Problem requirements: Return only the lines starting at the line that contains "[spot] the light" and ending with the final line of the listing; include both endpoints.

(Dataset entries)
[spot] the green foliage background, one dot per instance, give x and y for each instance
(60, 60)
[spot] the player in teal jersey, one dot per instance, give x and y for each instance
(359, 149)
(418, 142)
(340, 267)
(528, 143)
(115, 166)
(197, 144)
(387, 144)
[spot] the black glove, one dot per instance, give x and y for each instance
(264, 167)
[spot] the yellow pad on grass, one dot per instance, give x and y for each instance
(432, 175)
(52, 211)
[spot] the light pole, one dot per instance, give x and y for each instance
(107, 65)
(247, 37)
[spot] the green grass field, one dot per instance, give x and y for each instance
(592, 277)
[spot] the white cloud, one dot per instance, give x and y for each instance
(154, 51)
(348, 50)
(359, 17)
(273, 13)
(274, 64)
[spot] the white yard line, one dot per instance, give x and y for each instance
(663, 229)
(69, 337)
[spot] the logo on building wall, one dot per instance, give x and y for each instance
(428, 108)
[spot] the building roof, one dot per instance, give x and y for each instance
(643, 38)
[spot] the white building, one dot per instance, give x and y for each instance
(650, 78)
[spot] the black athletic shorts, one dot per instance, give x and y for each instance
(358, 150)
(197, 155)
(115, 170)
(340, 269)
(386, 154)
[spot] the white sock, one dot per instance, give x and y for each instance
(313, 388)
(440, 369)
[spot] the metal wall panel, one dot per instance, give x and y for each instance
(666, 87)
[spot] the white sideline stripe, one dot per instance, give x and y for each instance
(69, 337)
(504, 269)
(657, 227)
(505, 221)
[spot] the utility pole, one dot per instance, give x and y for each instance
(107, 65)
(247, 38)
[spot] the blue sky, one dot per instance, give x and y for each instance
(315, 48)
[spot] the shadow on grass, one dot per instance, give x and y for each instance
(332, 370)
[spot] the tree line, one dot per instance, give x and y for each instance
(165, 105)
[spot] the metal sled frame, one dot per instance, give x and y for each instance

Result:
[spot] the light pole, one dot per instance, give x and y for each instance
(107, 65)
(247, 37)
[spot] the green grass field, one dot per instance, give x and y for each instance
(592, 277)
[spot] the white cloud, one dot per instance, give x and y for each instance
(154, 51)
(348, 50)
(359, 17)
(273, 13)
(274, 64)
[spot] the white yard line, one dot per instance, give x and y for each instance
(663, 229)
(69, 337)
[spot] the logo on building wall, one dot per instance, give x and y for each instance
(428, 108)
[spot] the building roof, one dot per instance, give x and y for each instance
(643, 38)
[spot] the white building, one dot per instance, give x and y for each instance
(650, 78)
[spot] the black athletic shorts, one dot per instance, give x and y for each instance
(358, 150)
(197, 155)
(115, 170)
(340, 269)
(386, 154)
[spot] the white sock, one dot per instance, give x and y for each instance
(313, 388)
(440, 369)
[spot] the metal wall panel, one dot per instance, give x and y for each instance
(666, 87)
[spot] the white sideline stripe, one dot per instance, give x and y for each instance
(69, 337)
(504, 269)
(657, 227)
(505, 221)
[spot] the utility pole, one dot per instance, give x and y for each instance
(107, 65)
(247, 38)
[spot] the blue sky, one dot per instance, give x and y for each instance
(315, 48)
[spot] the shadow on grass, one dot per instance, give x and y for each instance
(332, 370)
[spot] the tree line, one dot per instance, give x and y for each instance
(165, 105)
[spot] the metal sled frame, one dot per instance, give x and y for each instance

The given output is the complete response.